Given text ::
▬▬▬▬▬▬▬▬▬▬
Volume 6, No. 2 December 2003

Global Competitiveness and Canadian Sectoral/Regional Labour Productivity Differences

By
F.J. Arcelus
University of New Brunswick, Canada
And
Patrick Doran
Zayed University, United Arab Emirates

Abstract

This paper evaluates the extent to which the decrease in total factor productivity growth that is alleged to have occurred in the last few years is also reflected in corresponding decreases in labour productivity growth, among key provinces and sectors of the Canadian economy. The analysis is based upon non-parametric productivity comparisons, for the 1984-1998 period. Data envelopment analysis is the methodological tool selected for the measurement of total factor productivity and hence of operational effectiveness to assess the extent to which sectoral productivity differences across Canadian regions represents a barometer of global competitiveness. The evidence indicates that labour productivity is growing. Factors associated with economies of scale appear to be the main source of inefficiency, as expected in a spatial setting. These inefficiencies are reflected mostly in increasing returns to scale, which enhances the competitiveness potential of the regions' economic base and of the industries in their midst.

 

INTRODUCTION

The crucial role played by labour productivity in economic growth and increased competitiveness, both across regions and worldwide is uncontested. This explains why there has been a substantial revival of interest in regional/sectoral growth and productivity problems. This revival is due largely to two factors. The first is embedded in the increasing political saliency of regional disparity issues and of ways to reduce these differences. Underlying this revival is the realisation, based upon the work of Porter (1990), of three important considerations. First, total factor productivity improvement is the key to increasing a country's global competitiveness and thus to realizing long-term economic success (Ezeala-Harrison, 1995; Perraton, 2003). As Porter and Martin (2000:29) state, "Relentless innovation and upgrading of productivity are the keys to international competitiveness in the modern economy." Second, enhancing labour productivity over time is the only way to consistently increase per capita income (Center for the Study of Living Standards, 1998; Ivanova, et.al., 1997). Third, the trend towards globalization strengthens the case for the role of regions as sources of innovation and comparative advantage (Martin and Sunley, 2003; Porter, 2001, 2002; Staber, 1996). This last point represents the "paradoxical consequence of globalization in which the ever greater integration of national and regional economics into the global one accentuates, rather than minimizes, the significance of the local context for innovative activities." (Wolfe and Gertler, 1999:1)
▬▬▬▬▬▬▬▬▬▬
Material ::
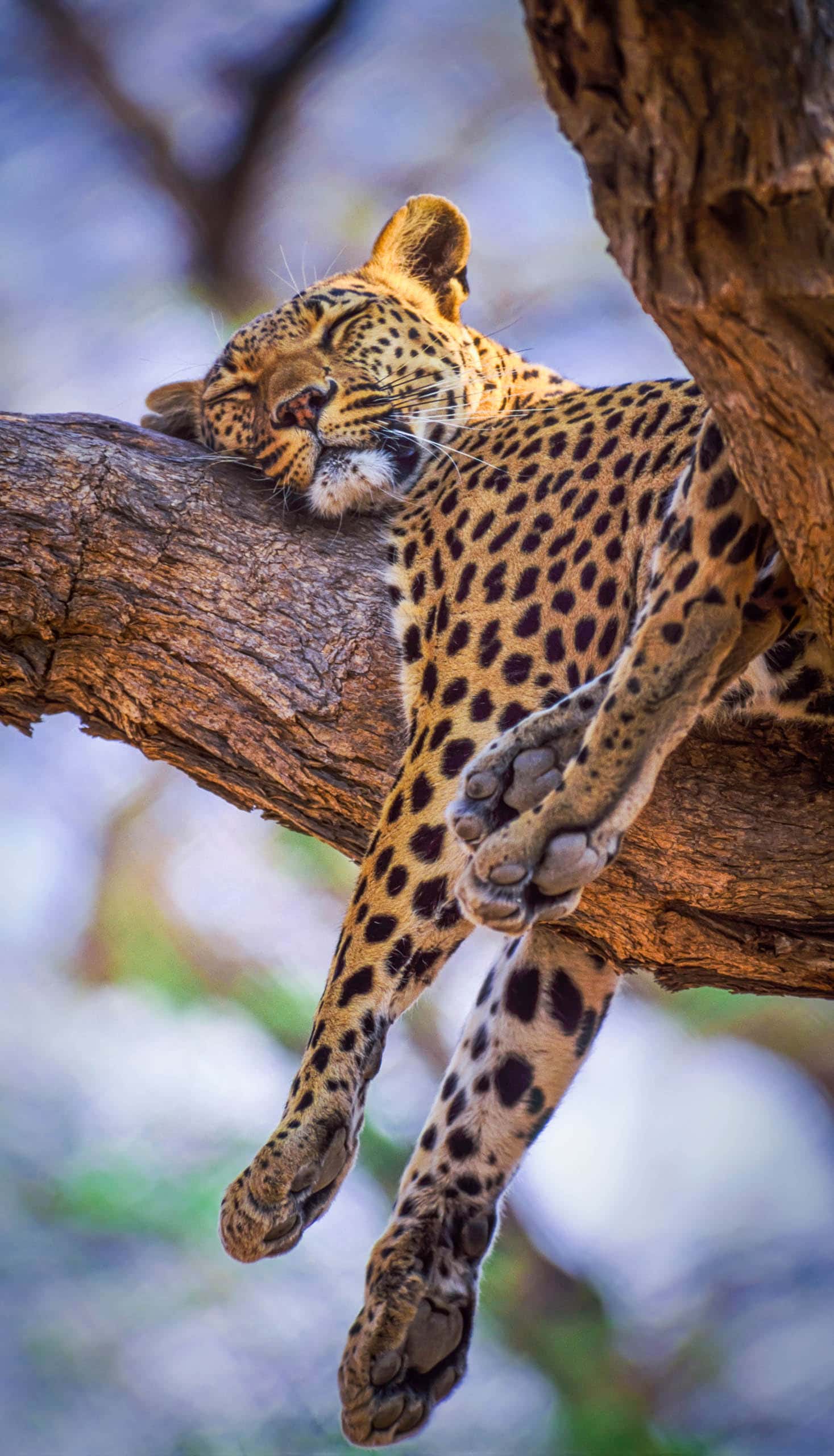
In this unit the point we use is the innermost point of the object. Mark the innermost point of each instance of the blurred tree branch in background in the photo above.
(214, 206)
(171, 601)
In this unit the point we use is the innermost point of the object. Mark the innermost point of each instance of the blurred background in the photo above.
(664, 1283)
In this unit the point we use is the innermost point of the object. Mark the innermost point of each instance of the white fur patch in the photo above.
(351, 481)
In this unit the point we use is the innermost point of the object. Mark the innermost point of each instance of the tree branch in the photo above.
(708, 133)
(167, 599)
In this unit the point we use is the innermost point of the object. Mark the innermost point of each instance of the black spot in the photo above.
(584, 634)
(513, 1078)
(455, 692)
(428, 897)
(511, 715)
(456, 755)
(485, 989)
(530, 622)
(516, 669)
(744, 548)
(564, 602)
(380, 928)
(481, 706)
(396, 882)
(357, 985)
(727, 531)
(711, 448)
(460, 1145)
(411, 644)
(521, 996)
(565, 1002)
(723, 490)
(398, 956)
(422, 792)
(479, 1043)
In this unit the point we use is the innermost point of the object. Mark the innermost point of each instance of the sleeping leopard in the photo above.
(575, 577)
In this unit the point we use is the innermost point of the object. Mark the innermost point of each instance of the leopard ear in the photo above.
(427, 241)
(175, 410)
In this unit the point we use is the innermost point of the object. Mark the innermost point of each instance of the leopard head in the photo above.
(337, 394)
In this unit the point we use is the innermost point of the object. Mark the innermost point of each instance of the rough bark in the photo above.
(708, 133)
(167, 599)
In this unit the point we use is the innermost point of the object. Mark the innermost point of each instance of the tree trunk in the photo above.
(168, 599)
(708, 133)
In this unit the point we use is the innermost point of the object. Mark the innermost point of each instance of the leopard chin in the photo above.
(350, 479)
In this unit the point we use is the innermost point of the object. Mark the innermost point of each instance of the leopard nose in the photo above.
(303, 410)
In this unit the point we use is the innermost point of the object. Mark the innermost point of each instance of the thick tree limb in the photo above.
(167, 599)
(708, 133)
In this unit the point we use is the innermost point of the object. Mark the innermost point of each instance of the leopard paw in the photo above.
(408, 1349)
(523, 766)
(526, 872)
(284, 1190)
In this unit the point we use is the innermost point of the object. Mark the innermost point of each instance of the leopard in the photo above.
(575, 577)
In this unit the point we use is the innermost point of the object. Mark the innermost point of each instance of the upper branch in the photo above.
(708, 131)
(168, 599)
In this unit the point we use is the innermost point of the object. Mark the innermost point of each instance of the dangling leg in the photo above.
(401, 928)
(530, 1030)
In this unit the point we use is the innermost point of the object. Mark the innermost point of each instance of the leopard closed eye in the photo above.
(575, 576)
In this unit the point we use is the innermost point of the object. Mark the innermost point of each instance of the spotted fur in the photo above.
(575, 576)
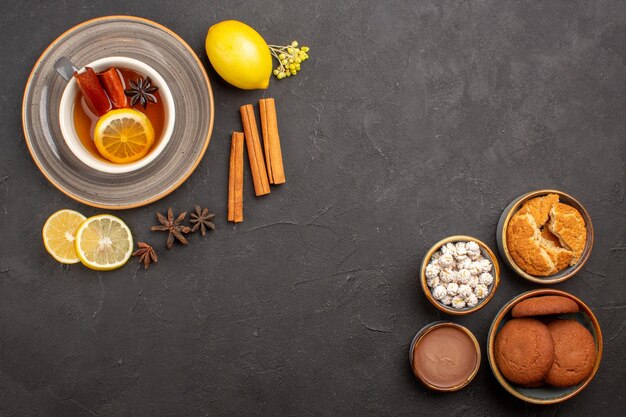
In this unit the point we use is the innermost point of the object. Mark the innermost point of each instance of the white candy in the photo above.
(473, 282)
(433, 281)
(432, 271)
(473, 250)
(461, 252)
(449, 248)
(463, 276)
(471, 300)
(481, 291)
(458, 302)
(446, 260)
(465, 290)
(447, 275)
(464, 264)
(459, 275)
(475, 268)
(439, 292)
(485, 265)
(486, 278)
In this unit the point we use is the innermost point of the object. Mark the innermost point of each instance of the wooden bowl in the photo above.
(544, 394)
(486, 252)
(503, 224)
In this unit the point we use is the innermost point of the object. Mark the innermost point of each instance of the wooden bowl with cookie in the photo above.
(459, 274)
(544, 346)
(545, 236)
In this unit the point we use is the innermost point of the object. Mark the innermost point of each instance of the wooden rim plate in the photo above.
(172, 58)
(514, 207)
(486, 252)
(545, 394)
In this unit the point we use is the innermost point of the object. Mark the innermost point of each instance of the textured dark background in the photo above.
(411, 122)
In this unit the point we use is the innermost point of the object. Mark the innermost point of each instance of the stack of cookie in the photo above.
(533, 348)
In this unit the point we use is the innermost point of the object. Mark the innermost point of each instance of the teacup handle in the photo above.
(65, 68)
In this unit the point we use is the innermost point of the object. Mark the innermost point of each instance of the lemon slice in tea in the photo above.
(103, 242)
(124, 135)
(59, 233)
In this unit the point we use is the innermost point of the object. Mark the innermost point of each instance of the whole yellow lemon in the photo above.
(239, 55)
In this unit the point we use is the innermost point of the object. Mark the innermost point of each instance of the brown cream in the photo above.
(445, 357)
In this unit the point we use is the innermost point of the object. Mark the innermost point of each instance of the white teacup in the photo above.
(66, 116)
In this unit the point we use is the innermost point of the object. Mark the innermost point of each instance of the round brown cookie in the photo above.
(574, 353)
(524, 351)
(541, 306)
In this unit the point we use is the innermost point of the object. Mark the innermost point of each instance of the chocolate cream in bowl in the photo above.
(445, 358)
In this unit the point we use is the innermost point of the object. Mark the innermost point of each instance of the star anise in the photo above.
(146, 254)
(201, 219)
(142, 91)
(173, 226)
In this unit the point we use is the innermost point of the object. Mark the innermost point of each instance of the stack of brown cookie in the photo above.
(532, 352)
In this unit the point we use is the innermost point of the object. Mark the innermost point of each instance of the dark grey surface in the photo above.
(411, 122)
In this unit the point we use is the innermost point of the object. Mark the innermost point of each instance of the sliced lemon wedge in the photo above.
(59, 234)
(123, 135)
(103, 242)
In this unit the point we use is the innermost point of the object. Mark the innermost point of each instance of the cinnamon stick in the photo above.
(238, 186)
(94, 94)
(235, 179)
(271, 141)
(231, 180)
(255, 154)
(112, 84)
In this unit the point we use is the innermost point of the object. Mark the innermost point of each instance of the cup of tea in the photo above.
(77, 122)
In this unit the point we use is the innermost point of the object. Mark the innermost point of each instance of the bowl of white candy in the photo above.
(459, 274)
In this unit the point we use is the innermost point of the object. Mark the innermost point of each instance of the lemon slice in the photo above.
(103, 242)
(59, 233)
(124, 135)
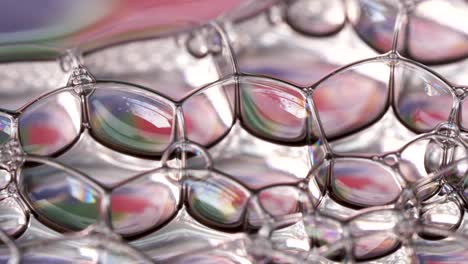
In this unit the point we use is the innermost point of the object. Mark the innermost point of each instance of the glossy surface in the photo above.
(130, 119)
(422, 99)
(374, 21)
(273, 110)
(143, 204)
(436, 40)
(81, 250)
(217, 201)
(209, 114)
(363, 183)
(371, 241)
(316, 17)
(5, 129)
(352, 98)
(59, 198)
(58, 25)
(13, 218)
(50, 125)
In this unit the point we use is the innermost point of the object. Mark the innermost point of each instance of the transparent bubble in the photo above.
▬▬▬▬▬▬▬▬▬▬
Instructions ::
**A.** Can you rescale the part of the listing that opens with the line containing "glossy surface in the photo above." and closes with the listing's last line? Reproduce every line of that part, requests included, with each point coordinate multiplied by 1.45 and rounded to a whole number, halves rounded up.
**B.** What comes next in the Canadian productivity paper? Write the part that follows its final sentence.
The Canadian productivity paper and the listing are unrelated pieces of material.

Task results ::
**A.**
In this unit the point we use is the innermost point of the object. Mark the innermost point of each instance of the glossy surface in the photo above.
(189, 173)
(612, 144)
(542, 30)
(396, 160)
(207, 296)
(632, 58)
(117, 363)
(315, 291)
(303, 165)
(526, 265)
(538, 349)
(458, 25)
(7, 187)
(510, 142)
(86, 287)
(84, 36)
(19, 316)
(73, 181)
In this unit the point we use is the innermost point of the object. Mark the innermost point of each instance of the transparent bubble in the photo above.

**B.**
The second factor relates to the emergence of economic endogenous growth models (Lucas, 1988; Romer, 1990), which have provided alternate explanations for growth and convergence to the neo-classical paradigm (Solow, 1956). Steady-state growth, with short-term deviations attributable exclusively to random shocks, is no longer inevitable. Rather, the role of regional policy is now more interventionist, more interested in sectoral structure and technological diffusion across regions (Gunderson, 1998; Wernerheim and Sharpe, 2003), instead of being purely distributive. Convergence can also be explained with technical progress and efficiency rather than simply through decreases in the marginal productivity of physical capital and it is an important determinant of a firm's location decisions (Gunderson, 1998). Barro and Sala-i-Martin (1995) discuss the differences between the neo-classical and the endogenous growth models and Clark, et.al. (2000) present the main issues associated with the spatial component of economic growth.

One of the latest of a long line of Canadian regional disparity studies is that prepared by the Centre for the Study of Living Standards (1998). It summarises the main theoretical and empirical issues associate with the productivity of Canadian regions (see also Ezeala-Harrison, 1995; Gunderson, 1995; Porter and Martin, 2000; Wolfe and Gertler, 1999). Its website (http://www.csls.ca) is also the source of all the data used in this paper. Its primary point is that productivity growth represents the key to economic success. Among the main findings of this study, for the purposes of this paper, are the confirmation of the continuous decrease in total factor productivity since 1993, and the importance of the "three-way complementarity between physical capital, human capital, and technological progress" (Centre for the Study of Living Standards, 1998:2)

In view of these trends and especially of labour's crucial saliency in them, this paper revisits the issue of productivity trends of the Canadian regional economies and of the sectors in their midst. Its purpose is to determine the extent to which the decrease in total productivity growth that is alleged to have occurred in the last few years is also reflected in corresponding decreases in labour productivity growth. The analysis is based upon productivity comparisons, for the 1984-1998 period, among three provinces and three sectors of the Canadian economy. The three provinces selected consist of a "have-not" (New Brunswick), a "middle of the road" (Manitoba) and a "have" (Ontario). Two key sectors of the Canadian economy are also selected, namely agriculture and manufacturing, as well as the all-industries counterpart. The model used as a framework of analysis is based upon the non-parametric approach to productivity and efficiency measurement (PEM, hereafter) of Färe, Grosskopf and Lovell (1994) and Färe and Grosskopf (1996). This theoretical construct is briefly described in the next section, to be followed by a discussion of the empirical results. The basic conclusion is that declines in total factor productivity may be attributable to economies-of-scale factors rather than to labour productivity considerations. The Conclusions section expands upon this issue.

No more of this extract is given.